## THE TASK:
Reproduce every line of the following records verbatim, in their original order.

--- Start ---

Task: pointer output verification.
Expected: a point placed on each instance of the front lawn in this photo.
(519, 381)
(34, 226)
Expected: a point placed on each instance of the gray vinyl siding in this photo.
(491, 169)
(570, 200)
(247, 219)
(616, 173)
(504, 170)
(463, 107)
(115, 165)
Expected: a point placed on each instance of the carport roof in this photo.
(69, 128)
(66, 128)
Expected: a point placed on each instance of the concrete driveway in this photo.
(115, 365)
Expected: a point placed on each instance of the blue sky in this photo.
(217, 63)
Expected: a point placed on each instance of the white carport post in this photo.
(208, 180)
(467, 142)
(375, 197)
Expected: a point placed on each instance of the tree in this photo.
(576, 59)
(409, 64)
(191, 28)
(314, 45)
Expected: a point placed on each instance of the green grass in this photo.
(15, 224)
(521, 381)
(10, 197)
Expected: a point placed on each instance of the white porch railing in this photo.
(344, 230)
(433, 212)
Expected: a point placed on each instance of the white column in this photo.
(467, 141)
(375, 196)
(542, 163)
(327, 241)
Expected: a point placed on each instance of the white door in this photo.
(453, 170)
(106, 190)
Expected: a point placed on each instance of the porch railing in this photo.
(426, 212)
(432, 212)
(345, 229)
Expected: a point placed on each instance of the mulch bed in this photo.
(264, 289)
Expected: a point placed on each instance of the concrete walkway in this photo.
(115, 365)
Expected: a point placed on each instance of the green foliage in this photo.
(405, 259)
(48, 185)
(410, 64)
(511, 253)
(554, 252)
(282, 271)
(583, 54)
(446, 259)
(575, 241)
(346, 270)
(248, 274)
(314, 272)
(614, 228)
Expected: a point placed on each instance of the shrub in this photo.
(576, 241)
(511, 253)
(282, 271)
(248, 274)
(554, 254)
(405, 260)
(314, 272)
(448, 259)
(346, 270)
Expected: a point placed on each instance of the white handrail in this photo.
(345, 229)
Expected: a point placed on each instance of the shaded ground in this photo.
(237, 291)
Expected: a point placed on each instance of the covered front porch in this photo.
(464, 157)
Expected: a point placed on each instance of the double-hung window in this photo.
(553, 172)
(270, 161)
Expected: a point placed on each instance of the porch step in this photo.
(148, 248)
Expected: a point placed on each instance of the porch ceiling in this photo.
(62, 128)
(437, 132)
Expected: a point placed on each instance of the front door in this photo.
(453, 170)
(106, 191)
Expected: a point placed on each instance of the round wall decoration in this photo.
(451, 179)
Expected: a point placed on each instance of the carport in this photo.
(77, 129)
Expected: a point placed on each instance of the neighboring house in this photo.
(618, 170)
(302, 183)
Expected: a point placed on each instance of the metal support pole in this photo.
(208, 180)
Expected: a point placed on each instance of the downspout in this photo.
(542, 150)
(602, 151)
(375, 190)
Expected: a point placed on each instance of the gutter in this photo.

--- End ---

## SOLUTION BELOW:
Task: pointer output verification.
Expected: a point placed on each instance of the front lawn in this photo.
(519, 381)
(34, 226)
Expected: a point placed on each instance of the gray vinyl siding in this photo.
(491, 169)
(570, 200)
(247, 219)
(616, 173)
(504, 170)
(463, 107)
(115, 165)
Expected: a point placed on each instance of the carport roof in this photo.
(69, 128)
(66, 128)
Expected: a point placed on each instance of the concrete driveway in this photo.
(115, 365)
Expected: a point placed on each instance of the blue sky in this photo.
(217, 63)
Expected: a point placed on each instance of the white carport post in this photo.
(208, 180)
(467, 142)
(375, 197)
Expected: a point placed on each instance of the tree in this photo.
(576, 59)
(409, 64)
(191, 28)
(314, 45)
Expected: a point placed on each instance of the green grass in this photo.
(15, 224)
(521, 381)
(10, 197)
Expected: a point placed on each instance of the white porch railing in this photo.
(344, 230)
(433, 212)
Expected: a point placed on each instance of the white column in this photo.
(467, 141)
(375, 196)
(542, 163)
(327, 241)
Expected: a point placed on each instance of the white door in this photo.
(453, 170)
(106, 190)
Expected: a point placed on each instance of the porch railing in this photo.
(426, 212)
(432, 212)
(345, 229)
Expected: a point placed on each instance of the mulch bed in this photo.
(264, 289)
Expected: a point placed on each instance of the concrete walkway in this photo.
(115, 365)
Expected: a point placed on each instance of the green foliage in this photo.
(405, 259)
(48, 185)
(410, 64)
(511, 253)
(554, 252)
(282, 271)
(583, 54)
(446, 259)
(575, 241)
(346, 270)
(248, 274)
(314, 272)
(614, 228)
Expected: a point placed on each instance of the shrub in this photo.
(576, 241)
(511, 253)
(282, 271)
(248, 274)
(554, 254)
(405, 260)
(314, 272)
(448, 259)
(346, 270)
Expected: a point placed on each instance of the white handrail in this photo.
(345, 229)
Expected: a point placed on each instance of the shaded ground in this photo.
(237, 291)
Expected: a point placed on each instance of the covered front porch in this photo.
(464, 157)
Expected: a point placed on each instance of the double-hung window in this photo.
(553, 172)
(270, 161)
Expected: a point placed on each instance of the porch step in this photo.
(148, 248)
Expected: a point placed on each instance of the porch ceiling in this photo.
(62, 128)
(437, 132)
Expected: a point placed on each instance of the front door in this photo.
(453, 170)
(106, 191)
Expected: a point placed on each instance of the round wall decoration in this photo.
(451, 179)
Expected: a point placed on each instance of the carport in this photo.
(77, 129)
Expected: a point placed on each instance of the neighboring house in this photo.
(618, 170)
(302, 183)
Expected: a point placed on each instance of the metal support pole in this photo.
(208, 180)
Expected: a point placed on each instance of the downspout in this photo.
(542, 150)
(602, 151)
(375, 190)
Expected: a point placed on each instance of the gutter in this photo.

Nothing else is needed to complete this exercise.